§ **YOUR OBJECTIVE**:
Repeat verbatim the lines of the data below, beginning with the line containing "Return one point per instance of the black head" and continuing to the end.

* * *

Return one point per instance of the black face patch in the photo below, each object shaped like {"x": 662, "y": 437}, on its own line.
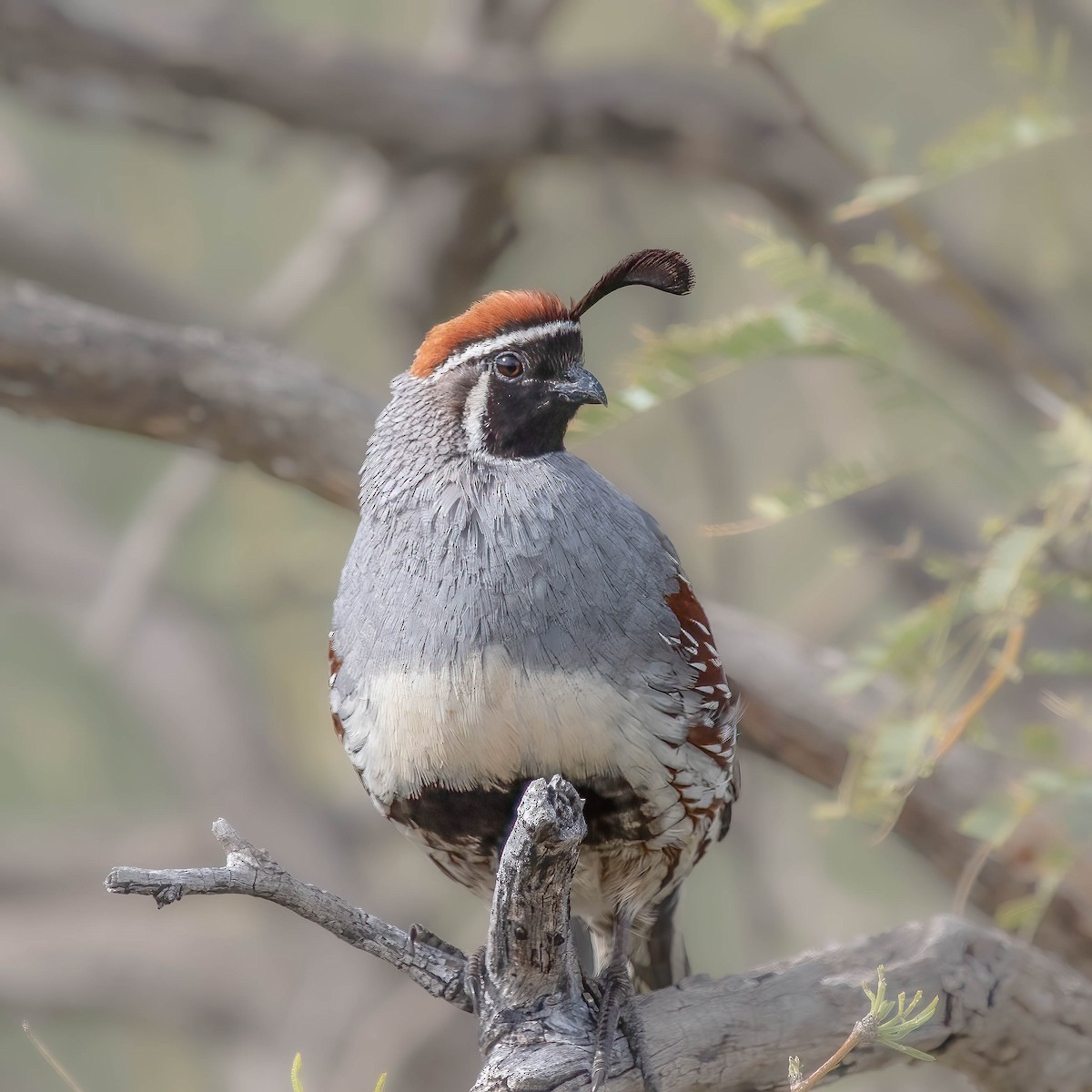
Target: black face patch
{"x": 521, "y": 416}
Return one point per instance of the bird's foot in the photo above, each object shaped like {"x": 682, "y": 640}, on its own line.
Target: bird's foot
{"x": 614, "y": 996}
{"x": 474, "y": 977}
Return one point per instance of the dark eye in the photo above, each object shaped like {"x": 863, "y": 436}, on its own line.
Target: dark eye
{"x": 508, "y": 365}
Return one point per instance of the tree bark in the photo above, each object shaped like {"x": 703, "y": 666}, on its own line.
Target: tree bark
{"x": 248, "y": 402}
{"x": 1011, "y": 1018}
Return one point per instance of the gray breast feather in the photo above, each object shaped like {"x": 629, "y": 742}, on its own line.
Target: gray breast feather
{"x": 541, "y": 557}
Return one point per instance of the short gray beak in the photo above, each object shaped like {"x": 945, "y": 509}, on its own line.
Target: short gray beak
{"x": 581, "y": 387}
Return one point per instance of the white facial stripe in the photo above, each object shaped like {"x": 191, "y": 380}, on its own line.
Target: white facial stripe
{"x": 474, "y": 414}
{"x": 507, "y": 341}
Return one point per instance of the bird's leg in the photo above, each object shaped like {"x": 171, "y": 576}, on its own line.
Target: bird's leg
{"x": 616, "y": 1002}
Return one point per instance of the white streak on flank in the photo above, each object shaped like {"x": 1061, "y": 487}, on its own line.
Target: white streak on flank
{"x": 474, "y": 414}
{"x": 511, "y": 339}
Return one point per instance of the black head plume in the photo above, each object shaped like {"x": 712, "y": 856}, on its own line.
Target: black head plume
{"x": 665, "y": 270}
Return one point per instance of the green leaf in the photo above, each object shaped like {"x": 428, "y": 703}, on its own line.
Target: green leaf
{"x": 997, "y": 816}
{"x": 1013, "y": 552}
{"x": 878, "y": 194}
{"x": 1058, "y": 662}
{"x": 731, "y": 16}
{"x": 825, "y": 485}
{"x": 1071, "y": 440}
{"x": 992, "y": 136}
{"x": 774, "y": 15}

* * *

§ **TASK RESULT**:
Return one point per instance of the black head plume in the photo above, each object shaped like {"x": 712, "y": 856}, on its own line.
Target: black head plume
{"x": 665, "y": 270}
Return one point per instance of the green leaf in the photo above, each object shaped like {"x": 428, "y": 703}, on its own line.
Target: green leaf
{"x": 997, "y": 816}
{"x": 1013, "y": 552}
{"x": 878, "y": 194}
{"x": 1058, "y": 662}
{"x": 731, "y": 16}
{"x": 825, "y": 485}
{"x": 1071, "y": 440}
{"x": 992, "y": 136}
{"x": 774, "y": 15}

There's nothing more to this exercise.